### WHAT YOU HAVE TO DO
How many of the lines below contain the string "sculpture", with letter case counting? Reply with the number alone.

Outline labeling records
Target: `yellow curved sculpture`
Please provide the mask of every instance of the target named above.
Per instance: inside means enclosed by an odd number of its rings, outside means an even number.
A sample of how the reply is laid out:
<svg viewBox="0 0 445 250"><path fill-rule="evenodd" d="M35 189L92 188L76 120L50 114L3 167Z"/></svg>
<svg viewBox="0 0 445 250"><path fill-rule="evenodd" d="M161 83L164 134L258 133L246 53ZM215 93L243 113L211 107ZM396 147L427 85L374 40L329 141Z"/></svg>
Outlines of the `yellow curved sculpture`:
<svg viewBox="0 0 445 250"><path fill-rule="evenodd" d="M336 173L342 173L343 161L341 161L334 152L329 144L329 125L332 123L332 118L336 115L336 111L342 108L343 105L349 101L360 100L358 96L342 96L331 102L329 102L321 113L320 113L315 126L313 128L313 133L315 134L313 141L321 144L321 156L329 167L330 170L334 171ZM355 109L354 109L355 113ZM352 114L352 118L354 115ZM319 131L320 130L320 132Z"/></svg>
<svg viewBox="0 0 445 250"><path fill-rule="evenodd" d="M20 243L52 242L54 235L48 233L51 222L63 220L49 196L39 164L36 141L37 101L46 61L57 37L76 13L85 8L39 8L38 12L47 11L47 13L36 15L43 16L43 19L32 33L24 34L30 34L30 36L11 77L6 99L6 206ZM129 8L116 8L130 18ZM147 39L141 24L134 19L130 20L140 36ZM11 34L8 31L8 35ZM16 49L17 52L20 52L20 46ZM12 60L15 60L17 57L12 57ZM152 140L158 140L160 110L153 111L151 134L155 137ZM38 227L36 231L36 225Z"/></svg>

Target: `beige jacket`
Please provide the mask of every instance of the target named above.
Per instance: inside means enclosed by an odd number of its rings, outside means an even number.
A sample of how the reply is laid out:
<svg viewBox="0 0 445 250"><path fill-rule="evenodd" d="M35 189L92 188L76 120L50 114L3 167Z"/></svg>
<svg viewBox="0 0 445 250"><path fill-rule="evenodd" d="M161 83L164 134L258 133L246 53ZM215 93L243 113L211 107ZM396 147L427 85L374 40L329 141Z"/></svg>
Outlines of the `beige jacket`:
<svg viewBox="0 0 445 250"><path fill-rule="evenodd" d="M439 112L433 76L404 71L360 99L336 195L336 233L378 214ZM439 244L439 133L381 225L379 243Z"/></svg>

### OUTPUT
2